Data listing
######

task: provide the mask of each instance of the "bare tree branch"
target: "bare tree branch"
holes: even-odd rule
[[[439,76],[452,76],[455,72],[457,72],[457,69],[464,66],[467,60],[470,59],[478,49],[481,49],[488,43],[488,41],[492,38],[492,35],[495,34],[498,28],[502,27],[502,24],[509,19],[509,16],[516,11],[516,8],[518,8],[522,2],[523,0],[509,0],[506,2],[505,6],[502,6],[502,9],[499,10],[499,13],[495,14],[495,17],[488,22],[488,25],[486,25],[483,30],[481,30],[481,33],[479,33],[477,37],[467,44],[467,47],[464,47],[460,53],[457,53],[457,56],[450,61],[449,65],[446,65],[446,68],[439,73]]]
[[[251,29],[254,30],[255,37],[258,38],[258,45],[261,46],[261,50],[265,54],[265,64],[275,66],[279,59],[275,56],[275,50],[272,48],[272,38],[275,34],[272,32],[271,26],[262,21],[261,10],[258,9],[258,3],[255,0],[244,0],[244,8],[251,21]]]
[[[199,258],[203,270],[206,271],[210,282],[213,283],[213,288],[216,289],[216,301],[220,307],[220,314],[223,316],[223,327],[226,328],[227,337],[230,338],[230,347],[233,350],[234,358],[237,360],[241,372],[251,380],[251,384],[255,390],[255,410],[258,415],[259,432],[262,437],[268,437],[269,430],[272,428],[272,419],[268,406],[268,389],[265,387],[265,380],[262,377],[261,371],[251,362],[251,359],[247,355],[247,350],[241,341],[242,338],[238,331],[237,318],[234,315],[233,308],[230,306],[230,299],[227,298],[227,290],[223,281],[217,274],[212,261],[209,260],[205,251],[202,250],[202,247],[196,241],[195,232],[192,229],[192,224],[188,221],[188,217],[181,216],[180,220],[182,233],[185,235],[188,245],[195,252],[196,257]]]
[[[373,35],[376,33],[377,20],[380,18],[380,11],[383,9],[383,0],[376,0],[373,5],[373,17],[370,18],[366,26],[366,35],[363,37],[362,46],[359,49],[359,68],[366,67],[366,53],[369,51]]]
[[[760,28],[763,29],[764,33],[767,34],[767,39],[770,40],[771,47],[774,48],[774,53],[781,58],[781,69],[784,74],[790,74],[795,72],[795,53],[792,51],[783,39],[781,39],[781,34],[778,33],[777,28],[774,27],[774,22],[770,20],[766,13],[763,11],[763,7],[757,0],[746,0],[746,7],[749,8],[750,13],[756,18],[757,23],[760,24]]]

######

Problem
Copy here each line of the preceding records with "bare" in it.

Reply
task: provide the mask of each instance of the "bare tree branch"
target: "bare tree branch"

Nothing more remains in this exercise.